■ The task ■
Write out the data below in full. Keep it exact.

■ Extracted material ■
────────────────────────────────────────
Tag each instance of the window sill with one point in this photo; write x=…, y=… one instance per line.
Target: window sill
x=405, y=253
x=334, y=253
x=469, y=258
────────────────────────────────────────
■ Your solution ■
Tag each instance of the window sill with one point in this photo; write x=…, y=… one instance per line.
Target: window sill
x=405, y=253
x=334, y=253
x=469, y=258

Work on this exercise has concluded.